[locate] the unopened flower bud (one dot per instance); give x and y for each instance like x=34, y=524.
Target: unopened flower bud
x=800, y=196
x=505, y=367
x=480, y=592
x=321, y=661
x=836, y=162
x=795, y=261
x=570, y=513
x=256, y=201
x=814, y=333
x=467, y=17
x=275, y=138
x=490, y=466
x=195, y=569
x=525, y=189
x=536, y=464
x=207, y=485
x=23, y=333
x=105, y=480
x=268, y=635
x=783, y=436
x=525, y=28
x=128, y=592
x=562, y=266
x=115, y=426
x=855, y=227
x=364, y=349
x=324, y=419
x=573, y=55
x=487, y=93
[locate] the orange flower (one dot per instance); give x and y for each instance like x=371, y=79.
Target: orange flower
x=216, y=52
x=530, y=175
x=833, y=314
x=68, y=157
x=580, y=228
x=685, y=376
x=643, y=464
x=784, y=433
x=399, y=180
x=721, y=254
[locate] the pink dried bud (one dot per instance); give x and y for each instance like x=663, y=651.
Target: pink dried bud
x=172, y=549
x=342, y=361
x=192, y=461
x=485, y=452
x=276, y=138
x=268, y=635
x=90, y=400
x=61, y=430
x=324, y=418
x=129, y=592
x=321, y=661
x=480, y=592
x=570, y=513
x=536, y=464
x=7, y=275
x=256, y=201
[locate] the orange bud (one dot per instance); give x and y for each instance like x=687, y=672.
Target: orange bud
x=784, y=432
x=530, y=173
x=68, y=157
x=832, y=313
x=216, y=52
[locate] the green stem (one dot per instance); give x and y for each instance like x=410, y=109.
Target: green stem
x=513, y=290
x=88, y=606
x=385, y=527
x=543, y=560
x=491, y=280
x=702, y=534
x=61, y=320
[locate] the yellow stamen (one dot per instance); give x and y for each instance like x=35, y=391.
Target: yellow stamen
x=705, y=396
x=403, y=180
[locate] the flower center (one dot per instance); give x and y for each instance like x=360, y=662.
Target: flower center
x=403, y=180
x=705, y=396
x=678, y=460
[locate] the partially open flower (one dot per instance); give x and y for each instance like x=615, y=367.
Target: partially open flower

#### Aim of the task
Turn every line of all the items above into a numbered list, leaving out any blank lines.

#### Exercise result
1. [locate] the unopened flower bud (one dot per instance); give x and y for each instance like x=34, y=524.
2. Target: unopened flower bud
3. x=800, y=196
4. x=505, y=367
5. x=480, y=592
6. x=321, y=661
7. x=836, y=162
8. x=795, y=261
9. x=570, y=513
10. x=256, y=201
11. x=814, y=333
12. x=467, y=17
13. x=275, y=138
14. x=490, y=466
15. x=195, y=569
16. x=525, y=189
17. x=536, y=464
18. x=207, y=485
19. x=23, y=333
20. x=105, y=480
21. x=268, y=635
22. x=783, y=436
23. x=525, y=28
24. x=128, y=592
25. x=562, y=266
26. x=115, y=426
27. x=855, y=227
28. x=364, y=349
29. x=324, y=419
30. x=573, y=55
31. x=487, y=93
32. [locate] the orange flower (one dot per instance); give x and y for each instance like x=371, y=79.
33. Target: orange flower
34. x=216, y=52
35. x=530, y=175
36. x=833, y=314
37. x=68, y=157
38. x=580, y=228
39. x=685, y=376
40. x=643, y=464
41. x=784, y=433
42. x=399, y=180
43. x=721, y=254
44. [locate] the pink dried bud (one dot per instance); give x and y for each instance like x=663, y=651.
45. Target: pink dried bud
46. x=172, y=549
47. x=342, y=361
48. x=192, y=461
49. x=485, y=452
50. x=276, y=138
51. x=268, y=635
52. x=90, y=400
53. x=61, y=430
54. x=324, y=418
55. x=129, y=592
56. x=321, y=661
57. x=480, y=592
58. x=570, y=513
59. x=536, y=464
60. x=7, y=275
61. x=256, y=201
62. [locate] the orange bud (one dot per instance); give x and y for each instance like x=687, y=672.
63. Target: orange bud
64. x=784, y=432
65. x=530, y=173
66. x=68, y=157
67. x=832, y=313
68. x=216, y=52
69. [locate] the green stem (one dot per instance); give x and y for each instance like x=410, y=109.
70. Target: green stem
71. x=513, y=290
72. x=88, y=606
73. x=385, y=527
74. x=543, y=560
75. x=491, y=280
76. x=702, y=534
77. x=61, y=320
78. [locate] the yellow stamen (one dot per instance); give x and y for each instance like x=35, y=391.
79. Target: yellow stamen
80. x=705, y=396
81. x=403, y=180
82. [locate] the flower center (one dot per instance); give x and y for each instance like x=360, y=662.
83. Target: flower center
84. x=403, y=180
85. x=705, y=396
86. x=678, y=460
87. [locate] the partially open flower (one dot per instance); give x and y for each instance like x=615, y=367.
88. Target: partially open flower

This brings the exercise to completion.